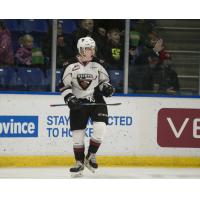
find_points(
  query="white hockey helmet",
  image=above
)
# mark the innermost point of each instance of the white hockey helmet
(84, 43)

┄┄┄┄┄┄

◆ WORK TO BE COMPLETED ◆
Which lines in the data above contain the string "helmet"? Copy each of those lines in full. Case counts when matching.

◆ FINISHED ANSWER ◆
  query="white hockey helmet",
# mark the innermost point of each instance of the white hockey helmet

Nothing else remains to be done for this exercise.